Get Clear & Get Going – 5 Terrific Tips

We’ve all had the experience. Remember? It was a time when life, or work, seemed to flow effortlessly. You knew what you wanted, and how to make it happen. You enjoyed each step of the way, and you loved the results. No stress, no struggle, no neurotic procrastination.

When you’re clear, you can sort things out calmly, even playfully. Decision-making becomes easier. No wheel-spinning, no angsting.

Clarity is the catalyst to action, because with clarity comes commitment. When you’re committed, action takes surprisingly little effort.

Although we often think of clarity as an outcome, clarity is really a process. It is a habit of mind. What’s more, it is a habit of mind you can learn.

What follows is a five-step process that will keep you thinking clearly and acting purposefully — and accomplishing what matters most.

1. Press “pause”
Pressing “pause” is the first step to the habit of clarity. You’ve got to take a direct and deliberate time-out. Every day. For 15 minutes.

Why? Because if you’re moving too quickly, the passing view is blurry. You’ll never find, let alone maintain, clarity.

Doing nothing permits us to relax into ourselves. As my first pilates teacher used to say, as we were struggling so hard to simply locate those elusive core muscles: “More feeling, less effort.” When we relax into ourselves, we have space to notice what thoughts and emotions rise to the top. Our more risky or resistant feelings have space to make themselves known. Back-burner ideas are given a fighting chance to make it to the front burner.

2. Pay attention
Once you’ve mastered 15 minutes of nothing a day, you’re present and primed for active listening. To yourself. What can you observe about your own thinking patterns, emotional themes, and behavioral habits? This personal profiling is essential to the five-step process, because it is the basic material that will either block or enable the flow of clarity.

I’m not talking about turning into a narcissist, gazing admiringly at yourself in every passing mirror. I’m talking about getting curious.

[Location annotation dataset excerpts]

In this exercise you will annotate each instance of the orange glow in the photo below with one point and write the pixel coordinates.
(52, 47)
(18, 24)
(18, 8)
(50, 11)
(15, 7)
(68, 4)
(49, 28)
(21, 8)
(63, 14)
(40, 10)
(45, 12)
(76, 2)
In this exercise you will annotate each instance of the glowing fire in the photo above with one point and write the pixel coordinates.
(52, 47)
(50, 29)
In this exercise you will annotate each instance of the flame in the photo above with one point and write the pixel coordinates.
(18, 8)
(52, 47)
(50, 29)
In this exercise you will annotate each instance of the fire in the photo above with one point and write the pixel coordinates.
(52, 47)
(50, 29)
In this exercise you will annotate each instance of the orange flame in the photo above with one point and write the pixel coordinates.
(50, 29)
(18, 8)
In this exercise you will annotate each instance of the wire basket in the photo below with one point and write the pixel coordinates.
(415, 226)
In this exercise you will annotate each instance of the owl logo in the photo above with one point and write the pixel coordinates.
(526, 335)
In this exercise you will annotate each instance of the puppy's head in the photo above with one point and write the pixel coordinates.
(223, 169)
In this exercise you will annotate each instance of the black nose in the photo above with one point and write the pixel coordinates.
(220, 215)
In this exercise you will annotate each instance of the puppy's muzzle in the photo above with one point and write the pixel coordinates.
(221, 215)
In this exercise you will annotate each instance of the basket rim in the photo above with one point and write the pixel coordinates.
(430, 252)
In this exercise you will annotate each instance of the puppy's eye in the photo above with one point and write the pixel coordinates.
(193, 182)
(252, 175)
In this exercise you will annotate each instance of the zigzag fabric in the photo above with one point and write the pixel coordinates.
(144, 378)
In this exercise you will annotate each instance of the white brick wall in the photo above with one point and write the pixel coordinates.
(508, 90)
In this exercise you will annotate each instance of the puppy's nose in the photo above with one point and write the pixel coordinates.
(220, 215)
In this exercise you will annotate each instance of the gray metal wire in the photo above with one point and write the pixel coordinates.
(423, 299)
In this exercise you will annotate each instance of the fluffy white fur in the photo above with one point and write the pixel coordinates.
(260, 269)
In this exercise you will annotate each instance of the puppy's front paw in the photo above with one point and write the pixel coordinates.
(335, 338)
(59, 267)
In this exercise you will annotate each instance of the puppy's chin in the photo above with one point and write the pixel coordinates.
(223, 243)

▶ [WHAT YOU NEED TO DO]:
Print the stretch of the article on clarity from "When you’re clear, you" through "you can learn.".

▶ [RESULT OF THIS TASK]:
When you’re clear, you can sort things out calmly, even playfully. Decision-making becomes easier. No wheel-spinning, no angsting.

Clarity is the catalyst to action, because with clarity comes commitment. When you’re committed, action takes surprisingly little effort.

Although we often think of clarity as an outcome, clarity is really a process. It is a habit of mind. What’s more, it is a habit of mind you can learn.